Reproduisez à l'identique les lignes qui vont de celle contenant "Wanted = one point per instance on the tree trunk" à celle contenant "x=179, y=76", ces deux lignes comprises.

>>

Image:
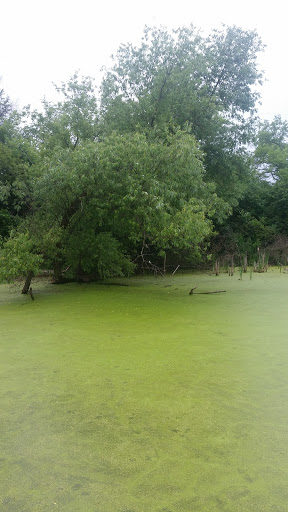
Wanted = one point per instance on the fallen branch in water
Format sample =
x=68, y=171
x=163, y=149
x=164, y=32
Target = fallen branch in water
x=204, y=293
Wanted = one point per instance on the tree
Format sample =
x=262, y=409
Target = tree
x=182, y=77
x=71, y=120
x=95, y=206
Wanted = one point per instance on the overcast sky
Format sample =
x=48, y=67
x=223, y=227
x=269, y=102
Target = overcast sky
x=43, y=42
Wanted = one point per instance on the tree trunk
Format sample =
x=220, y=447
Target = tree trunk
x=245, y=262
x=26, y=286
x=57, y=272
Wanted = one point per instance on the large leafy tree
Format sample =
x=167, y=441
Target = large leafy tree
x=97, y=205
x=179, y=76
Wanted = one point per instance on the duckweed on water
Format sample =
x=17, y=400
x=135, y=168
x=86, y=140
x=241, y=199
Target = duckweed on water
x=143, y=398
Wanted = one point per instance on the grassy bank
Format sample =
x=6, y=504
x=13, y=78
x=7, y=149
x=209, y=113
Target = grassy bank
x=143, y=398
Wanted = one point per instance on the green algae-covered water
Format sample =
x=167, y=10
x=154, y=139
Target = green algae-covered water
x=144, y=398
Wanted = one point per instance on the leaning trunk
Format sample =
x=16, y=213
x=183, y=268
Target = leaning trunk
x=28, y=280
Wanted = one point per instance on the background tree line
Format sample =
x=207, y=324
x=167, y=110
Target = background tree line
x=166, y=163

<<
>>

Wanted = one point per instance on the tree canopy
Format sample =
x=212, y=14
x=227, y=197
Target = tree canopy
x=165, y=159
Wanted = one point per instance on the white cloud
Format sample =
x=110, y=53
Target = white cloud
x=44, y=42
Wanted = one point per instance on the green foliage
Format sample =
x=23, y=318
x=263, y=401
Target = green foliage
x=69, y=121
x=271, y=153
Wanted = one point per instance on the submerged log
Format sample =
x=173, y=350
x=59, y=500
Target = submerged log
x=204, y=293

<<

▶ _Résultat attendu_
Wanted = one point per instance on the tree trunk
Format sample =
x=220, y=447
Target = tree trunk
x=245, y=262
x=26, y=286
x=57, y=272
Wanted = one point per instance on the large leafy tree
Format sample =
x=167, y=441
Target = large leafy tree
x=97, y=205
x=179, y=76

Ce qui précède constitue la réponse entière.